BEGIN
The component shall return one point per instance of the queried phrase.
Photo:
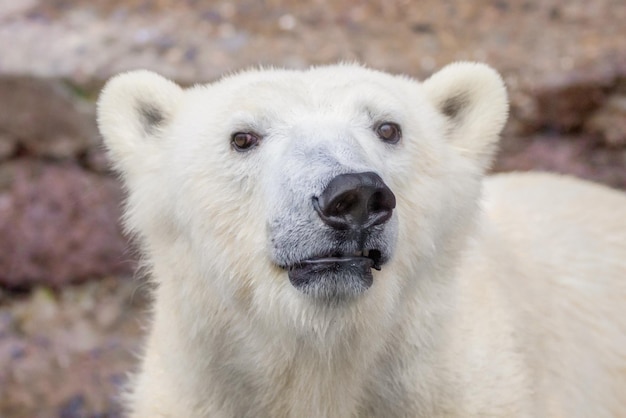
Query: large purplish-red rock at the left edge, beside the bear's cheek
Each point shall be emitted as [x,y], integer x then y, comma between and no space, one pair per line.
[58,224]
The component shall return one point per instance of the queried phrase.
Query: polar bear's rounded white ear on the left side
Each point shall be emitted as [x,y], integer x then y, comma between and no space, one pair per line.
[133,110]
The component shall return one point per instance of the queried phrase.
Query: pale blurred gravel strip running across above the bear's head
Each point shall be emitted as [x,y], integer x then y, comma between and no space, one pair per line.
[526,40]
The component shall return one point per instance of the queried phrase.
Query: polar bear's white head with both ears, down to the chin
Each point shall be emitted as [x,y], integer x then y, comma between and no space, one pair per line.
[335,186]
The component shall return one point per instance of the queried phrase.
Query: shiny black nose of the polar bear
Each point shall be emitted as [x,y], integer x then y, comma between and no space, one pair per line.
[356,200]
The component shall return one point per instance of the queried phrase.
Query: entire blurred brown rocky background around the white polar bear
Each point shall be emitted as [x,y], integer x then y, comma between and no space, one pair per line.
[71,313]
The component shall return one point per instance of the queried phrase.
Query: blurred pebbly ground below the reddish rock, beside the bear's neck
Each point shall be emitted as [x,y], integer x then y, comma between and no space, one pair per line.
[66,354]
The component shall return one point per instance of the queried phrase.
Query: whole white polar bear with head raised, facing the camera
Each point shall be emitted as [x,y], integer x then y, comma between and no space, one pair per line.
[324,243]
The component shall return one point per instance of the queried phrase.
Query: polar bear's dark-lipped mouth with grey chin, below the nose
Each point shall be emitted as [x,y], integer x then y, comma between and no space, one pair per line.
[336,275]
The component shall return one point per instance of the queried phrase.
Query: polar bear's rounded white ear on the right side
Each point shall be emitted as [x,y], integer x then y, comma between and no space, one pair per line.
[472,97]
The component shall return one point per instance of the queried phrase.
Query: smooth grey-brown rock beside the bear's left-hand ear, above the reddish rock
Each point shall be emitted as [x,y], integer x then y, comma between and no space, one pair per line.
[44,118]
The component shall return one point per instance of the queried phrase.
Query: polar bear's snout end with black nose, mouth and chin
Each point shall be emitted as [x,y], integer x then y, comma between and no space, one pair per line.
END
- TASK TO CARRY OUT: Answer with the number alone: how many lines in the records include the word "polar"?

- TASK SOLUTION: 8